What to work on:
Collect every line below that contains the word "bearded".

Dataset entries:
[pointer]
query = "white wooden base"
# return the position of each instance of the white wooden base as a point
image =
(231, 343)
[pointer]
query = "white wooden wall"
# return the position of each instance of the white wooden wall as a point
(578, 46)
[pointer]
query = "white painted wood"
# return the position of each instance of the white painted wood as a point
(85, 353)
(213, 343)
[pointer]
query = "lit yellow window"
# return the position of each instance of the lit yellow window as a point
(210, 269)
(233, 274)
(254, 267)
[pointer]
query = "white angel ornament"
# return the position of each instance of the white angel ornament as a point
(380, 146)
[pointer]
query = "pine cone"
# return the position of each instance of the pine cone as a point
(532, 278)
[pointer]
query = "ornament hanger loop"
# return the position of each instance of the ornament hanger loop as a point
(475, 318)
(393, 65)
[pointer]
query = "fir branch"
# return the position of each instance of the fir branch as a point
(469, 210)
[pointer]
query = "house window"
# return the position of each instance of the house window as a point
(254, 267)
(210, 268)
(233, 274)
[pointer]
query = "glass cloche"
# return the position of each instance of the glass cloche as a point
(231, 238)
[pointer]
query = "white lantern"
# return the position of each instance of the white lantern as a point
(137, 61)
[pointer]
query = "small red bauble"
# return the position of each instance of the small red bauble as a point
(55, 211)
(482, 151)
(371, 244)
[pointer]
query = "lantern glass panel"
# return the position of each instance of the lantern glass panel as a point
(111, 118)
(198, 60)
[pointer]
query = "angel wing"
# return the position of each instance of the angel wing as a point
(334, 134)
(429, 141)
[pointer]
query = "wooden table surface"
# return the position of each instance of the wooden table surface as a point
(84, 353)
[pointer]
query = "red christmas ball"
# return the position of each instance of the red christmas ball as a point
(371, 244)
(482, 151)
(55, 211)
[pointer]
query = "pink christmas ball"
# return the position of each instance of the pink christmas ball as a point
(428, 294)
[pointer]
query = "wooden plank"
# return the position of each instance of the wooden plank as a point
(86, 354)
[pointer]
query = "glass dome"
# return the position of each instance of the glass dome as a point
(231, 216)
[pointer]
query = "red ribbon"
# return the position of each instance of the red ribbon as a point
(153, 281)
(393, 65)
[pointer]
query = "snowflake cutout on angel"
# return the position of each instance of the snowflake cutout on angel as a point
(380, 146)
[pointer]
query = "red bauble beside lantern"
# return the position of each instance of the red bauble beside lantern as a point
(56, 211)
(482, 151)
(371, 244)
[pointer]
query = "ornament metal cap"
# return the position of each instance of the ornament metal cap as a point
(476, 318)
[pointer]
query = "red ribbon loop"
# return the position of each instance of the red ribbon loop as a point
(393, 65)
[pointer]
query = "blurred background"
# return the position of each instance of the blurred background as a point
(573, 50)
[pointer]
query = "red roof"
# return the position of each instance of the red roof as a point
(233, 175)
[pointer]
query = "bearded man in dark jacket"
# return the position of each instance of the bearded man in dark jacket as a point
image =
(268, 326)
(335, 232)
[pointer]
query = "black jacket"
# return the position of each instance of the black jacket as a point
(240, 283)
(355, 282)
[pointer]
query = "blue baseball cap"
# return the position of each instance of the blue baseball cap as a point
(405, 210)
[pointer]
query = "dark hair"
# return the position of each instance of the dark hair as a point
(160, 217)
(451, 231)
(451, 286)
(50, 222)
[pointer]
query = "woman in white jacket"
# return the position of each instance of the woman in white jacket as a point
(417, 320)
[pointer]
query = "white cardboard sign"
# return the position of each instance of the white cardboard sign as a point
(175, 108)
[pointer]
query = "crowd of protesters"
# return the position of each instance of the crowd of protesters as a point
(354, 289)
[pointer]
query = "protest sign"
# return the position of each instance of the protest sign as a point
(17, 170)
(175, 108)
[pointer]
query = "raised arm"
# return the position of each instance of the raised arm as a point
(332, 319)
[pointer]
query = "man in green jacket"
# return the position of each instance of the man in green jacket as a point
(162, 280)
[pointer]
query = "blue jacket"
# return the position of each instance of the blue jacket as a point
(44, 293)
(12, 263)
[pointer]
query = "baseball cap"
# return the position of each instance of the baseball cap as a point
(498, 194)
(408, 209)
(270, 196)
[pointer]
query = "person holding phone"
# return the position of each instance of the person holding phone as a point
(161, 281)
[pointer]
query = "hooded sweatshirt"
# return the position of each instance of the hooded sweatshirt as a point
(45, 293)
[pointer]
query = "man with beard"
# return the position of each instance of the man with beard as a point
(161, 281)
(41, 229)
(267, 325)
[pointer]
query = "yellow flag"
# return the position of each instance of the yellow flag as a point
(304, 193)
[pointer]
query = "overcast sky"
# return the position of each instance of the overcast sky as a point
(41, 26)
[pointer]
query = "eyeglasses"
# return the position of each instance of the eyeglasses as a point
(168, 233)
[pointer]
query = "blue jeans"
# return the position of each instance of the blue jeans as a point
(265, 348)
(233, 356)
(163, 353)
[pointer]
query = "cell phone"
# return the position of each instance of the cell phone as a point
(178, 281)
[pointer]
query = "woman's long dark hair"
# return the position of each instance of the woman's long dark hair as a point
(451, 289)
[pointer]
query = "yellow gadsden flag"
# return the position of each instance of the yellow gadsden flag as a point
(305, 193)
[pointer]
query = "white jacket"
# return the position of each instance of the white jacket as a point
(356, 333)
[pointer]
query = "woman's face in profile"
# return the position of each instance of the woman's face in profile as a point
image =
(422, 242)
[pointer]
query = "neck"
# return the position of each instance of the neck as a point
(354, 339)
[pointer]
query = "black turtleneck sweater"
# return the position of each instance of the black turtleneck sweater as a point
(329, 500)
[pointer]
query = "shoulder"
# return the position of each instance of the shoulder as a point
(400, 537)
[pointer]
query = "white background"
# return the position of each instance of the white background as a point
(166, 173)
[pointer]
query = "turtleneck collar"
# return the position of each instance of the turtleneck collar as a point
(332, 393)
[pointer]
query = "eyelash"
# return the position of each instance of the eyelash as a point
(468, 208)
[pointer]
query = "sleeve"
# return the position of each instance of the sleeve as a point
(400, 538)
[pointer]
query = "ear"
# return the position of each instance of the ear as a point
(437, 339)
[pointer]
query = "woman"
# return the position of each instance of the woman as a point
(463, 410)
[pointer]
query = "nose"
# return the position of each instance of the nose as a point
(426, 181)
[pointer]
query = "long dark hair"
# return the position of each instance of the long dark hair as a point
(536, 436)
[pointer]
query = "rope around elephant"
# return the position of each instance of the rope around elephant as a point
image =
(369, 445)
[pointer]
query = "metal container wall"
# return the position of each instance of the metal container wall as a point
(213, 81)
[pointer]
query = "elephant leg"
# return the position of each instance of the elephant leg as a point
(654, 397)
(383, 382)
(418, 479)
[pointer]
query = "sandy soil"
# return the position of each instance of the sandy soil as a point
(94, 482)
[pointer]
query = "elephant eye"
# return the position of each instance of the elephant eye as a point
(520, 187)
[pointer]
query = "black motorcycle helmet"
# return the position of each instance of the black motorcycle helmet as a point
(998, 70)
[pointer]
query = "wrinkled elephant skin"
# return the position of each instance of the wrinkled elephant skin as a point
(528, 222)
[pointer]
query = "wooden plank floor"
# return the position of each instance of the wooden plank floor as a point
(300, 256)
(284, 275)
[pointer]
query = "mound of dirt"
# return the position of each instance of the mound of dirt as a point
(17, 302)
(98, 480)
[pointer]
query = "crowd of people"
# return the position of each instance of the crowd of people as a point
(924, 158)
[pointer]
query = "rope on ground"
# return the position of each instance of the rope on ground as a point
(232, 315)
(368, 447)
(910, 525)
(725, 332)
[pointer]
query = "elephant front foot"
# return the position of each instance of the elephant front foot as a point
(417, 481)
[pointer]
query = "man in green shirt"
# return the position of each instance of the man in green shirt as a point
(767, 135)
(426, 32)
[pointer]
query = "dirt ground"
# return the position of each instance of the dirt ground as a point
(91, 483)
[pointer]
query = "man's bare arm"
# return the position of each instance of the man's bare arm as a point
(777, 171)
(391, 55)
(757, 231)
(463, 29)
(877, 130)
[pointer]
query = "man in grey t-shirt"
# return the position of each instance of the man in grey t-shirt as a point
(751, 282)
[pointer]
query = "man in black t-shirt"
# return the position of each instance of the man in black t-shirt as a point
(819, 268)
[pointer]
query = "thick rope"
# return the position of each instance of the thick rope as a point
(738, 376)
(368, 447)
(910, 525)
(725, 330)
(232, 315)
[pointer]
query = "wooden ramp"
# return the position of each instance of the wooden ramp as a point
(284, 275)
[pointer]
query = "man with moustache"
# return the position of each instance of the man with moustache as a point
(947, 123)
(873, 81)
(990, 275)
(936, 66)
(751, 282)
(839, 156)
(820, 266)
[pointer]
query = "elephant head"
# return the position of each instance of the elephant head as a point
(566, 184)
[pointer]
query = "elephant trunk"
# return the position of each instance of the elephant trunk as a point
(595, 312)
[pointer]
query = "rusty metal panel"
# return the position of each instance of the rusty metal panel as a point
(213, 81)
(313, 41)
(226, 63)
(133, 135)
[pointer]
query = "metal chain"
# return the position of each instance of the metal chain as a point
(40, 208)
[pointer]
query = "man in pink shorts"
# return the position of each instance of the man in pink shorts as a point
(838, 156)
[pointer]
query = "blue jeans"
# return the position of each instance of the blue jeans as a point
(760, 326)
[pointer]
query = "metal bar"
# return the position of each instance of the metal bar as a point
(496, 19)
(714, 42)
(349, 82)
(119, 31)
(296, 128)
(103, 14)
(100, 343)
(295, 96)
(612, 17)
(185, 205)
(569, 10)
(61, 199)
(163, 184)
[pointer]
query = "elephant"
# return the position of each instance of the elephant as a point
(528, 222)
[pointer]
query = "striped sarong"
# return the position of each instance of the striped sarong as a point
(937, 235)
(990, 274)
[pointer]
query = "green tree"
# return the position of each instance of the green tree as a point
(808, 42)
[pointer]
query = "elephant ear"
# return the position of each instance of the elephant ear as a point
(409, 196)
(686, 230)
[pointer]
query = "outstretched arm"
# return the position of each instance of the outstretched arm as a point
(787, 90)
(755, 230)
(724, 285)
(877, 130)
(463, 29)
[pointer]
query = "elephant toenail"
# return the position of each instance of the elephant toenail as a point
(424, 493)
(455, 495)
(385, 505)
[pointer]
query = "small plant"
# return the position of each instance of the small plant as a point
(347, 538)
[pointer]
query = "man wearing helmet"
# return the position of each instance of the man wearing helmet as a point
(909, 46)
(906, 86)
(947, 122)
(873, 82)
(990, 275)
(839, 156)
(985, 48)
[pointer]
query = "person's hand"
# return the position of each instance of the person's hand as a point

Task output:
query = "bearded man in dark jacket"
# return the position of each instance of the bearded man in dark jacket as a point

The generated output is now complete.